RECORDED INFORMATION:
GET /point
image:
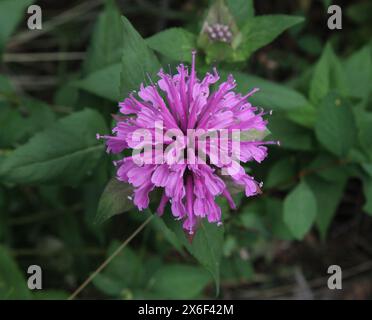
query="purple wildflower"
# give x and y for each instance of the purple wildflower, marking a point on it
(185, 102)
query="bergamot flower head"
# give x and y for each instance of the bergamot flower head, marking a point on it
(199, 124)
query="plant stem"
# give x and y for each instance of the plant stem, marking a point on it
(109, 259)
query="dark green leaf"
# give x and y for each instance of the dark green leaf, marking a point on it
(64, 153)
(358, 68)
(12, 283)
(107, 42)
(242, 10)
(328, 74)
(11, 12)
(300, 210)
(137, 62)
(290, 135)
(174, 43)
(328, 196)
(261, 30)
(114, 200)
(335, 126)
(281, 173)
(18, 123)
(103, 83)
(367, 189)
(180, 281)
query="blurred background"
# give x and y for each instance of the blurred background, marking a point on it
(317, 81)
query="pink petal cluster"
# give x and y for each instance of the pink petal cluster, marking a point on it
(182, 101)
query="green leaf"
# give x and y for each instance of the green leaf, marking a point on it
(51, 295)
(11, 12)
(300, 210)
(167, 232)
(242, 10)
(335, 126)
(261, 30)
(328, 74)
(329, 168)
(124, 272)
(137, 61)
(207, 247)
(107, 41)
(281, 173)
(114, 200)
(364, 121)
(367, 189)
(290, 135)
(275, 215)
(18, 123)
(180, 281)
(271, 95)
(174, 43)
(328, 195)
(103, 83)
(358, 69)
(64, 153)
(12, 283)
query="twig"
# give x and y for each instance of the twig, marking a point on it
(109, 259)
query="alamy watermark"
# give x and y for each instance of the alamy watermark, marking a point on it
(35, 20)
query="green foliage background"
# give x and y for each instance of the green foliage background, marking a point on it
(56, 188)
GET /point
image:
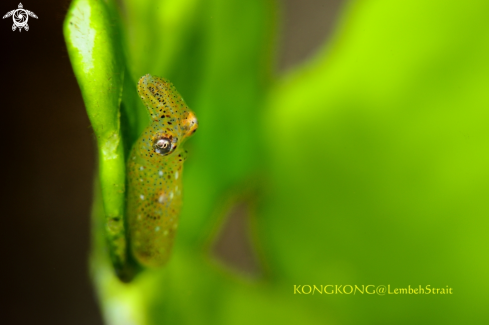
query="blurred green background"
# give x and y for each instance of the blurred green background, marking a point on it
(358, 161)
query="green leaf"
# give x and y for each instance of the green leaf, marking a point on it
(93, 44)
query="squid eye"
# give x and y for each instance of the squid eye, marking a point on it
(162, 146)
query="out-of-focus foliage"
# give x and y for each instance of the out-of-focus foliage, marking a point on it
(373, 158)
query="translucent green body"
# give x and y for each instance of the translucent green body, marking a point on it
(155, 169)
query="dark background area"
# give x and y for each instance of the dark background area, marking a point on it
(48, 160)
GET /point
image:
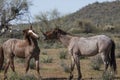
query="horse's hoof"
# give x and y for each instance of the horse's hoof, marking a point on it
(71, 76)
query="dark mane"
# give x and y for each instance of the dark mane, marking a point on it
(61, 31)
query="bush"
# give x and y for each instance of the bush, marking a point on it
(96, 62)
(63, 55)
(44, 53)
(15, 76)
(47, 59)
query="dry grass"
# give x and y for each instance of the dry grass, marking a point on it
(50, 71)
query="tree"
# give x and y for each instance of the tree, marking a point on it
(11, 10)
(49, 19)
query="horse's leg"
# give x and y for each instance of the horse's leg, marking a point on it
(105, 59)
(12, 64)
(27, 61)
(37, 64)
(77, 62)
(72, 67)
(6, 68)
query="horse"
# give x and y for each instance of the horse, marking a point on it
(26, 48)
(81, 46)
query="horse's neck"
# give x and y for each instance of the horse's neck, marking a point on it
(34, 42)
(65, 39)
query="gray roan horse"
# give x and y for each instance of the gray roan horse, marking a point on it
(26, 48)
(80, 46)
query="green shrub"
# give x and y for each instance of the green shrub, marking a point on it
(13, 76)
(65, 67)
(96, 62)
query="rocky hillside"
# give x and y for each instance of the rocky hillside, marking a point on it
(98, 13)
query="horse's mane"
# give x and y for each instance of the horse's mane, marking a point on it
(62, 32)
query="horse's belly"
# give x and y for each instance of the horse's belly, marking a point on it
(20, 54)
(89, 51)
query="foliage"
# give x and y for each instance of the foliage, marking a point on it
(32, 64)
(47, 59)
(65, 67)
(11, 10)
(107, 76)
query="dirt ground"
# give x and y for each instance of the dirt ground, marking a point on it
(54, 71)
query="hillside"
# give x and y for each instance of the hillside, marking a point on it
(98, 13)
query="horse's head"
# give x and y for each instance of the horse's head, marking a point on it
(30, 33)
(54, 34)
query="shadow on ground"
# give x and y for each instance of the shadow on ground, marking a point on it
(116, 78)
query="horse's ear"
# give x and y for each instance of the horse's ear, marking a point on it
(31, 27)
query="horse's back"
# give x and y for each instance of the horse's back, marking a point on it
(90, 45)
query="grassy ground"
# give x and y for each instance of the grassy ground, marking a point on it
(54, 70)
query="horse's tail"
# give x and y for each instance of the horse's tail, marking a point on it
(1, 57)
(112, 57)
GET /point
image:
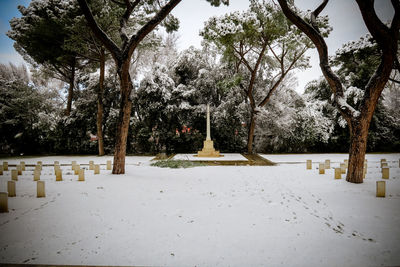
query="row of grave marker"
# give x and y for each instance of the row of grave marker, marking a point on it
(380, 185)
(11, 189)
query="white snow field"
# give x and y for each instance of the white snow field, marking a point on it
(280, 215)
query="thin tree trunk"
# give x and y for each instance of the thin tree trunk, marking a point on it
(358, 146)
(71, 89)
(123, 121)
(100, 108)
(250, 137)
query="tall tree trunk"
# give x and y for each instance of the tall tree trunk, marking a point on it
(123, 121)
(100, 93)
(71, 88)
(358, 146)
(250, 137)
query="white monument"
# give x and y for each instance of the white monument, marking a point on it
(208, 149)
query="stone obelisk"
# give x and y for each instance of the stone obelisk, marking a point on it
(208, 148)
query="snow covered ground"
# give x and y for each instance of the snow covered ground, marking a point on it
(280, 215)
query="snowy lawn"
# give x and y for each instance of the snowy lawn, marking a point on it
(204, 216)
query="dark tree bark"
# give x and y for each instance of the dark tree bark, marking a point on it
(122, 57)
(358, 120)
(250, 136)
(100, 93)
(71, 88)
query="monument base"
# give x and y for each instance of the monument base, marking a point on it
(208, 150)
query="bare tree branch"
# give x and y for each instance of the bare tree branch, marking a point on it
(148, 27)
(100, 34)
(315, 14)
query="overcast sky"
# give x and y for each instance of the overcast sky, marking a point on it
(344, 16)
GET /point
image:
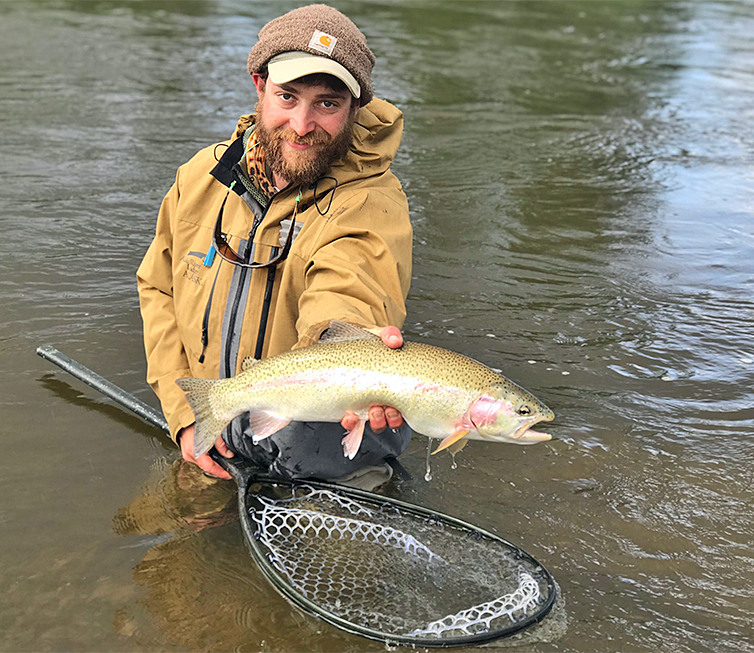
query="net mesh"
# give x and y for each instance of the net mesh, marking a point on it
(393, 571)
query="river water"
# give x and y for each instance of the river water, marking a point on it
(581, 179)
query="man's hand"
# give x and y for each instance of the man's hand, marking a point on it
(380, 417)
(186, 441)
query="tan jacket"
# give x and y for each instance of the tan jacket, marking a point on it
(351, 260)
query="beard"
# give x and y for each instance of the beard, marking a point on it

AIM OF THE EXERCISE: Please give only the number of lines above that contain the string "base", matching case exactly.

RESPONSE: 2